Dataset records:
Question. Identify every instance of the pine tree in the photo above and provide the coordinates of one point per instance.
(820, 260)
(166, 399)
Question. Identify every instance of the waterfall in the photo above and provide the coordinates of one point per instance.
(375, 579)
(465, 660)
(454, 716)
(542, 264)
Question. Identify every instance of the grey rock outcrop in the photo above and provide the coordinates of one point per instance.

TRY IT: Output the data above exactly, please, line for line.

ANSWER BELOW:
Question. Identify every instance of the pine tree in the photo above and provide the coordinates of one point per instance.
(820, 260)
(166, 399)
Question. Identify every instance of the waterfall in the photo above and provide the coordinates of one point per instance.
(375, 579)
(465, 660)
(454, 716)
(542, 264)
Question. Identify every instance of the grey rock outcrop in the photo above and provide the coordinates of one point per instance.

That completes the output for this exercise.